* **Objective 1**
Pull out every line from the rows below that contains the word "small".

* **Passage**
Miller, however, never quite settled at Jonestown. Members were overworked and underfed, increasingly subject to Jones’ erratic behavior. “Unlike many in Jonestown, Christine did not leave a slum or ghetto to live in the jungle community,” wrote Michael Bellefountaine, author of Christine Miller: A Voice of Independence.

Miller had a history of standing up to Jones, according to Bellefountaine. One time, Jones reportedly became so exasperated by Miller’s independent spirit that he drew a gun and threatened to kill her. “You can shoot me, but you are going to have to respect me first,” Miller told Jones. He backed down.

A day before the mass killing, U.S. Congressman Leo Ryan arrived at Jonestown with journalists and relatives of Temple members to check on the welfare of the followers and investigate claims that some were being held against their will.

Temple members put on a show of unity for the visitors, but that facade started to crumble when two slipped notes to those in Ryan’s entourage, saying that they wanted to leave Jonestown. The next day, Jones’ control over the group weakened even more as several residents packed their bags to return with Ryan to the U.S.

The defections humiliated Jones, who appeared visibly shaken. A man haphazardly tried to slash Ryan’s neck with a knife, causing the bloodied congressman to flee the compound with his team and 16 Temple defectors. The group made it to a nearby airstrip to catch two small planes, but a tractor with a trailer pulled up before they could depart. Multiple gunmen emerged from the trailer, murdering Ryan, three members of the media, and a woman defector. Several others were severely wounded and escaped into the jungle.

Back at the compound, Jones summoned all followers to a pavilion and informed them about the assassination of the congressman. He spun his rhetoric for the last time in a creepy speech that urged Temple members to commit “revolutionary suicide.” Jones said off-handedly, “Anyone who has any dissenting opinions, please speak.”

Seated near the front was Christine Miller, who took the microphone and firmly opposed Jones’ fatalistic vision. She told him that it didn’t make sense for everyone at Jonestown to die just because a small number of followers had left. As an alternative to mass suicide, she suggested emigrating to the Soviet Union, an idea that had been discussed vaguely in the past.

Jones said it was too late for that due to the killings at the airstrip. “We had some value, but now we don’t have any value.”

Miller didn’t buy it. “Well, I don’t see it like that. I mean, I feel like that — as long as there’s life, there’s hope. That’s my faith.”

* **Provided data**
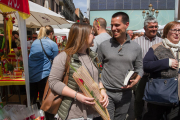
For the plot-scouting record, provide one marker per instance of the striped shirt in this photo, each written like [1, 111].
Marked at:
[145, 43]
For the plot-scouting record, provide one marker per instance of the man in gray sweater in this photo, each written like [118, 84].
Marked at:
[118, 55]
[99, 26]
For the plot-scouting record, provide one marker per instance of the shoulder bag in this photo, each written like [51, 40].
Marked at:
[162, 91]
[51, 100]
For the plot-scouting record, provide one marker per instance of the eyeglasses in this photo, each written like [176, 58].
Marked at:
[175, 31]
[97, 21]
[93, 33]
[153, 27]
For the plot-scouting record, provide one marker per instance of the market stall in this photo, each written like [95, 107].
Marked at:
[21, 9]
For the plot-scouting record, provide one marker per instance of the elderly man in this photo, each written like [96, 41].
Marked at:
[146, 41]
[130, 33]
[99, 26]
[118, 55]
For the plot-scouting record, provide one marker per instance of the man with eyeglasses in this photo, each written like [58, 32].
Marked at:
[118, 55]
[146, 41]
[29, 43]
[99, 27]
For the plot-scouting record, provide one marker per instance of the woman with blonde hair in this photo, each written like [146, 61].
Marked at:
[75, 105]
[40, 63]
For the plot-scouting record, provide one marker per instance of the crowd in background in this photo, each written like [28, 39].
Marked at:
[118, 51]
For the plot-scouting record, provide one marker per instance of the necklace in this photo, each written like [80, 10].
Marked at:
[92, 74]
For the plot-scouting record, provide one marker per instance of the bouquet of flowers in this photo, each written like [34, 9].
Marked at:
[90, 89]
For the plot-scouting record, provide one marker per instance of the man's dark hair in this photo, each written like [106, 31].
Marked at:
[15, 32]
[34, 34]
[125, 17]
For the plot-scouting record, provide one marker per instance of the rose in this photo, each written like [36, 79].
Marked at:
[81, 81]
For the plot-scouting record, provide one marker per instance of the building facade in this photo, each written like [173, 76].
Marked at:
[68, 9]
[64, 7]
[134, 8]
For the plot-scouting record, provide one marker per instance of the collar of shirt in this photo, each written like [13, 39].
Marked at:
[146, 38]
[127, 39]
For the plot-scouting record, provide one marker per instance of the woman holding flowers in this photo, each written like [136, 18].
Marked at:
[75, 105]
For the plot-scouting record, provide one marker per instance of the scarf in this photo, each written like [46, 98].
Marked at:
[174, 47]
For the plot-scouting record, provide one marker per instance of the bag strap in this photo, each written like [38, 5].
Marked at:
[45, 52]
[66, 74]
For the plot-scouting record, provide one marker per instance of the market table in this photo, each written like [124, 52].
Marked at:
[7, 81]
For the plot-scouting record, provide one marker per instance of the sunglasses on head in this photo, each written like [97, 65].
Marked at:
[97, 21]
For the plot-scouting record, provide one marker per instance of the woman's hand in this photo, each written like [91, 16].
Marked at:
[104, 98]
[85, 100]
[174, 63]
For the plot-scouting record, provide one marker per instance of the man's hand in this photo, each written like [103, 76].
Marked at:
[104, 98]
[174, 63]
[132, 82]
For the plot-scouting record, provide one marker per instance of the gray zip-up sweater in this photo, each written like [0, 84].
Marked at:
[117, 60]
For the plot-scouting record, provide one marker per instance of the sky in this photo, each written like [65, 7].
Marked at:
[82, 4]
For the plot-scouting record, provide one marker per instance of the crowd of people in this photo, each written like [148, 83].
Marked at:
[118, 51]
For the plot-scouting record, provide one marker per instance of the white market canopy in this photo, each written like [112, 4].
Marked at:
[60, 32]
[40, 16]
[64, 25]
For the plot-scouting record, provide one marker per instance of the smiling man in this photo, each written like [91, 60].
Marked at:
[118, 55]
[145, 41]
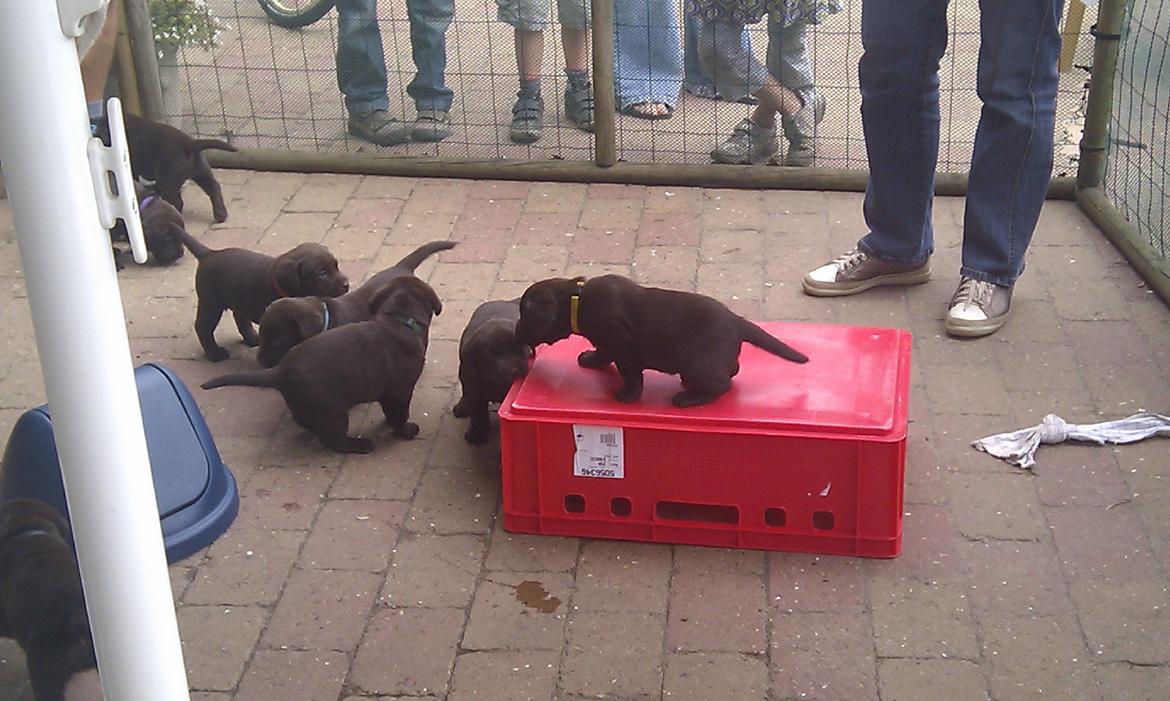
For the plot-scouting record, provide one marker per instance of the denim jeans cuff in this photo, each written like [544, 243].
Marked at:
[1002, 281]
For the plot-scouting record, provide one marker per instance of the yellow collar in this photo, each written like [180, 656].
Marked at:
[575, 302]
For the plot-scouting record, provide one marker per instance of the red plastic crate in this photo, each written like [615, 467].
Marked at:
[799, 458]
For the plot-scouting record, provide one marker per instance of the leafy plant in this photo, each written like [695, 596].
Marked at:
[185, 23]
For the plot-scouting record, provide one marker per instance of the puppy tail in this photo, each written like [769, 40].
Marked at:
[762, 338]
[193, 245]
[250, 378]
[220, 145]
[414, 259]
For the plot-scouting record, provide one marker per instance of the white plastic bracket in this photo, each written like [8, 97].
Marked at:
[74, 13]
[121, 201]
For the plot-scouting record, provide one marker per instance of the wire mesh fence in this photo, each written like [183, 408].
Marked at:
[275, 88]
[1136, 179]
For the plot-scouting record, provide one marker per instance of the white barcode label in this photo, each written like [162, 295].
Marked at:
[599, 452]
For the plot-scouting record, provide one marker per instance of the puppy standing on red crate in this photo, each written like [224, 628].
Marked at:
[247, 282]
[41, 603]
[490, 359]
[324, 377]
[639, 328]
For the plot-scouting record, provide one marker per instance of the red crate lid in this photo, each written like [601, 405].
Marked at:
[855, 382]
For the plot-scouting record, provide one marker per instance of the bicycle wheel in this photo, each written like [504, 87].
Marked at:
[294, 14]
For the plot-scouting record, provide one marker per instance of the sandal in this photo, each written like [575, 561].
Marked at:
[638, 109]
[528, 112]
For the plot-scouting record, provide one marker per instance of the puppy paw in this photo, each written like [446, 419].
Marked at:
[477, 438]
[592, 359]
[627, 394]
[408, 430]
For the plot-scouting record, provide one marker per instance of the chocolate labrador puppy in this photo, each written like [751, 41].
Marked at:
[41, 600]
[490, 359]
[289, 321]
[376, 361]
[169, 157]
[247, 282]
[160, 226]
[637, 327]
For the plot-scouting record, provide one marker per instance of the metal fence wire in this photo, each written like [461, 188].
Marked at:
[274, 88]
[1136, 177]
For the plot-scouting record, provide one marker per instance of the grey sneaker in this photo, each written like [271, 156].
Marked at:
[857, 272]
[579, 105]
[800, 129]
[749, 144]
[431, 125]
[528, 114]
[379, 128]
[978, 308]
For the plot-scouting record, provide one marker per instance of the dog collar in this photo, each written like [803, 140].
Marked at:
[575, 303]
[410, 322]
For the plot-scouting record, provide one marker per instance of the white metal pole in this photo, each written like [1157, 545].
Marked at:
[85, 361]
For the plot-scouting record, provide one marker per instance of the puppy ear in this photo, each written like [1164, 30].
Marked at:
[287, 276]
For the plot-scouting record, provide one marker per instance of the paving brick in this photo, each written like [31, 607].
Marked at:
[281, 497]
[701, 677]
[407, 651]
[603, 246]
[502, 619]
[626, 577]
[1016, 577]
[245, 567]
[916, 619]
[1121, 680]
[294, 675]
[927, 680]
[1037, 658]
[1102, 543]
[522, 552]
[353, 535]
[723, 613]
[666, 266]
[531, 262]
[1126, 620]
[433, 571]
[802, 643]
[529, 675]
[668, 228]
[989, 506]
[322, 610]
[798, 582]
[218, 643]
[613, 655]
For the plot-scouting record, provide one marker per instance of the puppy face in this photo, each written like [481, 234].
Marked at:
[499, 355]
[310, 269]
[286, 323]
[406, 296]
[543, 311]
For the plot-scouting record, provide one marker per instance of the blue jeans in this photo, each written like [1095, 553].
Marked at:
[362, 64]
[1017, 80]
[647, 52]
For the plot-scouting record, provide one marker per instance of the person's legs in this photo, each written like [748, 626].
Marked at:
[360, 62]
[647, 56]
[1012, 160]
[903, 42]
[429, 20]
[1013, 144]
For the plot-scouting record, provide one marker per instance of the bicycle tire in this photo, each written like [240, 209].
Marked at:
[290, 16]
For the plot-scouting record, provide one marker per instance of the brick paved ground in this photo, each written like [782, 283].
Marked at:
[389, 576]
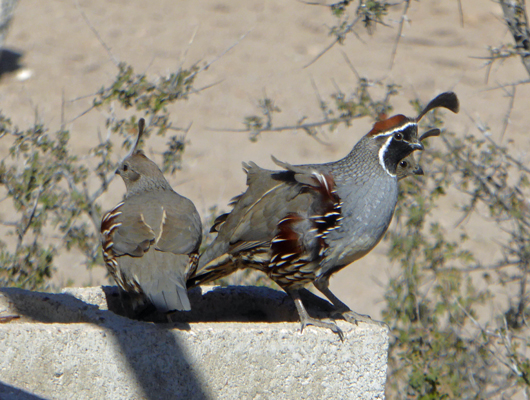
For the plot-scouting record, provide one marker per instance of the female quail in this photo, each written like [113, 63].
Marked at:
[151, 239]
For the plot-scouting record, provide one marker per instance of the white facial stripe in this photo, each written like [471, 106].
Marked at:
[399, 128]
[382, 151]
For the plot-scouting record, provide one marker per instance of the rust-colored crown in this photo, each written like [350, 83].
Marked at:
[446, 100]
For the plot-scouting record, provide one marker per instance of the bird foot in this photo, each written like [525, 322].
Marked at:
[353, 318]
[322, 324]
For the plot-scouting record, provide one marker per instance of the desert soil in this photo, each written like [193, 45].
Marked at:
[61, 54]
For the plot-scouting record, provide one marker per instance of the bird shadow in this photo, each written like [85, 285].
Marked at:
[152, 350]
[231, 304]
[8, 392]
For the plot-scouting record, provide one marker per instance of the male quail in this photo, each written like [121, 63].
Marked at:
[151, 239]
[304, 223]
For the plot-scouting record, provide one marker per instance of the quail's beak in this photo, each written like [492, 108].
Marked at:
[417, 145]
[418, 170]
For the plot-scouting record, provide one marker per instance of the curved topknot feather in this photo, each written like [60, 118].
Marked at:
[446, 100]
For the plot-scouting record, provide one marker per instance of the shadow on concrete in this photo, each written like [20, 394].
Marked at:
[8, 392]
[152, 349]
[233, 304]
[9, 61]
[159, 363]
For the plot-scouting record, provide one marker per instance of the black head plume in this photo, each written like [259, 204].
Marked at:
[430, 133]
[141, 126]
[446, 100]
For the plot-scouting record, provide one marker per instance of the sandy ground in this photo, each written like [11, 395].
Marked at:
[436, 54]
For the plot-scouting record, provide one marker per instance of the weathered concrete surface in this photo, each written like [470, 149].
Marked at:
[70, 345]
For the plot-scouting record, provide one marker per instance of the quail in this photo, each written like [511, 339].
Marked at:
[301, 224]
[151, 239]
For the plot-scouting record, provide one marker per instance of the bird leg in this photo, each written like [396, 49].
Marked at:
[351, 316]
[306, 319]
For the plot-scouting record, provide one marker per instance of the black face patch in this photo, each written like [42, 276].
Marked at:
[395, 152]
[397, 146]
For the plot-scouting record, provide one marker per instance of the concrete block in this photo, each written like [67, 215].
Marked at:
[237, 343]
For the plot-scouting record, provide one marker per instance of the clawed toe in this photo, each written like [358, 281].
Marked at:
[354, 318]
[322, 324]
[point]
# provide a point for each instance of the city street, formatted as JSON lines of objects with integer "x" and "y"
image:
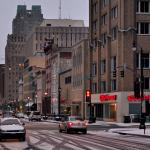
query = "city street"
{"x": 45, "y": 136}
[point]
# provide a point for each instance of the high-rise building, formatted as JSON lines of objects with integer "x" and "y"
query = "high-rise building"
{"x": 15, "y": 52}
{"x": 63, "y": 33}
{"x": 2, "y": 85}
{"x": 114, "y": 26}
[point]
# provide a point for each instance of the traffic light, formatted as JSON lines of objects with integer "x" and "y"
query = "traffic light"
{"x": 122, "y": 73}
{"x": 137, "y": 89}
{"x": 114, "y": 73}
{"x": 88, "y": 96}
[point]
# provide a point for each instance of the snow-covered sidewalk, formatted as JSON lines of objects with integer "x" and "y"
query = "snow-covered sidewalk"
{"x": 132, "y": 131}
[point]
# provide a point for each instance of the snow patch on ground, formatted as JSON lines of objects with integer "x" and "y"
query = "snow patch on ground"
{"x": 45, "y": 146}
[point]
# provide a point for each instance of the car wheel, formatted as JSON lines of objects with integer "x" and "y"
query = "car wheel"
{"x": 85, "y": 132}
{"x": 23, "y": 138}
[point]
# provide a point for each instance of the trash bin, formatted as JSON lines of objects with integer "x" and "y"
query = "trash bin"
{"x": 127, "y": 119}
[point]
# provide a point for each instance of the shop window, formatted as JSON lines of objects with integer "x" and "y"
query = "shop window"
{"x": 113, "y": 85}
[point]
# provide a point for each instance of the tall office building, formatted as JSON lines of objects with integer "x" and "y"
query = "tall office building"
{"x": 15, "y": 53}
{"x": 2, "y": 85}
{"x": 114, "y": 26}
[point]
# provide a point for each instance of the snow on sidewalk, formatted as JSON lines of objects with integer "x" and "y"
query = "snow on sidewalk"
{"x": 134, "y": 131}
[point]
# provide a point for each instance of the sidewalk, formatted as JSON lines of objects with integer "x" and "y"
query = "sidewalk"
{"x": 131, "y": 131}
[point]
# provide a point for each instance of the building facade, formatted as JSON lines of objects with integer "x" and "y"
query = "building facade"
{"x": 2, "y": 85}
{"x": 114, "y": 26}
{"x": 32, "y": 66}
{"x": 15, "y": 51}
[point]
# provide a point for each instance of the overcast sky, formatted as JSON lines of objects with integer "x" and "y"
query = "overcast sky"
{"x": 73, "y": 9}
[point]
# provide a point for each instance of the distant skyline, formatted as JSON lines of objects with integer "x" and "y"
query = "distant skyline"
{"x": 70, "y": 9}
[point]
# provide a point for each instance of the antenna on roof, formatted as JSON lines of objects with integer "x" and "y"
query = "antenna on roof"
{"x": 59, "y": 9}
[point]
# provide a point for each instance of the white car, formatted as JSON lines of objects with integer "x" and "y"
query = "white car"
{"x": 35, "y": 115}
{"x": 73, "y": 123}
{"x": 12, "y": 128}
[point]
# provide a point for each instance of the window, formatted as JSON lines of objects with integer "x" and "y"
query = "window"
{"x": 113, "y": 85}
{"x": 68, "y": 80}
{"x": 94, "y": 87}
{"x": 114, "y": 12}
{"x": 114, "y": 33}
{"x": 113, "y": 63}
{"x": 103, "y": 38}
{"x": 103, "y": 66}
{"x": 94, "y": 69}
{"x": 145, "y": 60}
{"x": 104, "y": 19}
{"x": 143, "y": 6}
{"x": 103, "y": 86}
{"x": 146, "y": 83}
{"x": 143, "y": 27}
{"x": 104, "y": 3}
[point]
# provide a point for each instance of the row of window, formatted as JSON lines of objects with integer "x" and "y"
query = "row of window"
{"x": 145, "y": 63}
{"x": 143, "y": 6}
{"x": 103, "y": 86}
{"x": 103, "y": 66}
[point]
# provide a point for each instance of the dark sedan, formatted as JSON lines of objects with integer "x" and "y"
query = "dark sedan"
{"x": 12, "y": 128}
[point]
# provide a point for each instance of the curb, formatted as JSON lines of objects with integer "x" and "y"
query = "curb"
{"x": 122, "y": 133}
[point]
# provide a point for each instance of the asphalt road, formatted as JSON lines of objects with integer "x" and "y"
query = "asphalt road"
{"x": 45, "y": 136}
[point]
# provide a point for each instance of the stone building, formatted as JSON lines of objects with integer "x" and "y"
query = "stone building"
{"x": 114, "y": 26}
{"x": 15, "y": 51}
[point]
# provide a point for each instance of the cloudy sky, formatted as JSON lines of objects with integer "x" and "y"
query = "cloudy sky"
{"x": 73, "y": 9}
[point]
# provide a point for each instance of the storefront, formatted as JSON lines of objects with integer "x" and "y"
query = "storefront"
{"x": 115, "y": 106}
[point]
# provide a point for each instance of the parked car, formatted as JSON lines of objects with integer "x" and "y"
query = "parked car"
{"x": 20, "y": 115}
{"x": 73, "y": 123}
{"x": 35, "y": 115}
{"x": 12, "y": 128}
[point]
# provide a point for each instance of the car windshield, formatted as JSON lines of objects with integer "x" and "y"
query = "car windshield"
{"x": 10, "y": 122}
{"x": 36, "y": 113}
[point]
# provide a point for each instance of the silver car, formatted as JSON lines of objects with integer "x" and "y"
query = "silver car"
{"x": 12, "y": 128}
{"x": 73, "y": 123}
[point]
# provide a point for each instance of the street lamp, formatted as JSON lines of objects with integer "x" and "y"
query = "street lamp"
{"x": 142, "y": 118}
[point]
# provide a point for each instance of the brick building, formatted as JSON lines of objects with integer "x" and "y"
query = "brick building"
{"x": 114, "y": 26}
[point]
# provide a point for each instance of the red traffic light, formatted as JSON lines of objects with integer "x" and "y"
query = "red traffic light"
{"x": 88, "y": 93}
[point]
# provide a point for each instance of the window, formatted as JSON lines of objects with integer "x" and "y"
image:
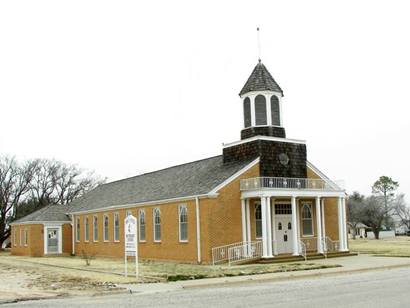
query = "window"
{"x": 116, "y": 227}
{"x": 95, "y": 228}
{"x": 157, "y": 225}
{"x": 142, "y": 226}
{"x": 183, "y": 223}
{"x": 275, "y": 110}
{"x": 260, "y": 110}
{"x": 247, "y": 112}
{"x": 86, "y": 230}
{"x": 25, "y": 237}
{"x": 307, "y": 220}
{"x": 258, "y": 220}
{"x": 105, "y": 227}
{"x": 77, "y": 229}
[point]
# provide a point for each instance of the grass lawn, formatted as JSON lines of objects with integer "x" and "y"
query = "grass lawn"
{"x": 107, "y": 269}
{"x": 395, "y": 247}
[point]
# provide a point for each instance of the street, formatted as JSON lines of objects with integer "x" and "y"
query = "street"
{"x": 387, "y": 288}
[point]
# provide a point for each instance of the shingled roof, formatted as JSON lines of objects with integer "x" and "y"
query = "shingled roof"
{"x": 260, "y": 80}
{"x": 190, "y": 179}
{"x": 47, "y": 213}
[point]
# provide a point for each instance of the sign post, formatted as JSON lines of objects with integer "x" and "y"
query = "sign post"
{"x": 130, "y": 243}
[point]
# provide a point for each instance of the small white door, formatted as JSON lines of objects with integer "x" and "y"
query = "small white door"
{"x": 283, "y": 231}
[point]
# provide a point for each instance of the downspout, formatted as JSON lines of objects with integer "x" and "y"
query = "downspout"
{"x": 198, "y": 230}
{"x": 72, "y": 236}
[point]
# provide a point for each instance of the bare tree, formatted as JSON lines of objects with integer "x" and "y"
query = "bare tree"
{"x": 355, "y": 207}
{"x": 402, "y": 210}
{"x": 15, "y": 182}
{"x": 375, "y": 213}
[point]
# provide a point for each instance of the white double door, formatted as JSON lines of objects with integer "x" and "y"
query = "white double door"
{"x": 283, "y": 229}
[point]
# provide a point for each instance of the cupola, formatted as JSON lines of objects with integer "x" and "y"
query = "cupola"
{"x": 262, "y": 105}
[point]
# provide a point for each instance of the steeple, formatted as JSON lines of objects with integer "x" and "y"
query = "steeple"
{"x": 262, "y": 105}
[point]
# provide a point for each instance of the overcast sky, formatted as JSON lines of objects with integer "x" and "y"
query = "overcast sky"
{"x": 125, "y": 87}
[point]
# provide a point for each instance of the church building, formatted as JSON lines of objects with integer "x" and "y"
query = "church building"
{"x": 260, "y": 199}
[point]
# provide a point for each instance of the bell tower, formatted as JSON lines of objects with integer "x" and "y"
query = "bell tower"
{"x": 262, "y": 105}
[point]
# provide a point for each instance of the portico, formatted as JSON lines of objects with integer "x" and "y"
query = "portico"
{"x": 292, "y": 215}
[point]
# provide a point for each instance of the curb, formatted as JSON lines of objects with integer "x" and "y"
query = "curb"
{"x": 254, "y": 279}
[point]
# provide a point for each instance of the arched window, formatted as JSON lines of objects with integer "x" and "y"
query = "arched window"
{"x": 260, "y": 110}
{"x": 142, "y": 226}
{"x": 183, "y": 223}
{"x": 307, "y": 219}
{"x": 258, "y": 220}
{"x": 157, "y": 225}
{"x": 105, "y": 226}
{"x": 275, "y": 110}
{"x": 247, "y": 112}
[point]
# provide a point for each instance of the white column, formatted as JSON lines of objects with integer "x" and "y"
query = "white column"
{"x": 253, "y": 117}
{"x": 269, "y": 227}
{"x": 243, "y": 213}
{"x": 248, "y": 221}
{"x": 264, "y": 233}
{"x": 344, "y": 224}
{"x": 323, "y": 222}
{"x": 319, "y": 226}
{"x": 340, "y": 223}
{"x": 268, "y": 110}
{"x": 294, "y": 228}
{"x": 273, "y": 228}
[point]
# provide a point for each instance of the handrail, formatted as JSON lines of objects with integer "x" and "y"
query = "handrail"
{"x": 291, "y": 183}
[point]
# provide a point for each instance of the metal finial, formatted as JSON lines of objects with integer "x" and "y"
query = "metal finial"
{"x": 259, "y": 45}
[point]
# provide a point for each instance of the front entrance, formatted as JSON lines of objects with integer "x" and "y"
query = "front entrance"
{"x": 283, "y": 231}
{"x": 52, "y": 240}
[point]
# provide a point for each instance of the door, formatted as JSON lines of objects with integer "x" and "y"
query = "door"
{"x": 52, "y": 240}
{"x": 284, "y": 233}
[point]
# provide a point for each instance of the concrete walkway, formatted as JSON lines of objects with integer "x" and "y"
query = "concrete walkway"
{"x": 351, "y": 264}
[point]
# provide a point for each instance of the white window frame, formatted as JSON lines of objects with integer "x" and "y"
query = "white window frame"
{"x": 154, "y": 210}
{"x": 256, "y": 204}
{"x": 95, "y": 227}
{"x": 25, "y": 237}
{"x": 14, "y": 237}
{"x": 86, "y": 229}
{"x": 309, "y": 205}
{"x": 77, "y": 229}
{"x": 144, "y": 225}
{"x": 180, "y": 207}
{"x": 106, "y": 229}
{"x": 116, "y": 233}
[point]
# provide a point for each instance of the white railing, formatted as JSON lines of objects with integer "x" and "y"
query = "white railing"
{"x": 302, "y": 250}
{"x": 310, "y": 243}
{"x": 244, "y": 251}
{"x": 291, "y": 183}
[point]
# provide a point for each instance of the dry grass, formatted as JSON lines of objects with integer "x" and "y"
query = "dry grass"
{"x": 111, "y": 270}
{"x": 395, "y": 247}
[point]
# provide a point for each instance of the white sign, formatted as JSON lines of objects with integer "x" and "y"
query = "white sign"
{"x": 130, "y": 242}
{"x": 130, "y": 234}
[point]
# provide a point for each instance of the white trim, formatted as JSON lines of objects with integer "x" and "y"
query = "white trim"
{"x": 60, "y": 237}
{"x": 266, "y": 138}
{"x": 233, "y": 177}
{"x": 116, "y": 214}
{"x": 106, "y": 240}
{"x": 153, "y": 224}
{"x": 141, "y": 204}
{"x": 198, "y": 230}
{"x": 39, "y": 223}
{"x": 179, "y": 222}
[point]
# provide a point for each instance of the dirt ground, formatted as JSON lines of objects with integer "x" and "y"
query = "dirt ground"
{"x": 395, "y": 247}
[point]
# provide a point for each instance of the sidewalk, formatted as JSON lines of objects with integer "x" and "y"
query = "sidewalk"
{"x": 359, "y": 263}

* **Objective 2**
According to the Jonestown passage, why did Jones turn down Christine Miller's idea of moving to the Soviet Union?

* **Task answer 1**
# provide a point for each instance of the small white door, formatted as JSON lines of objects with integer "x" and "y"
query = "small white door"

* **Task answer 2**
Jones said it was too late for that because of the killings at the airstrip. He told her, "We had some value, but now we don't have any value."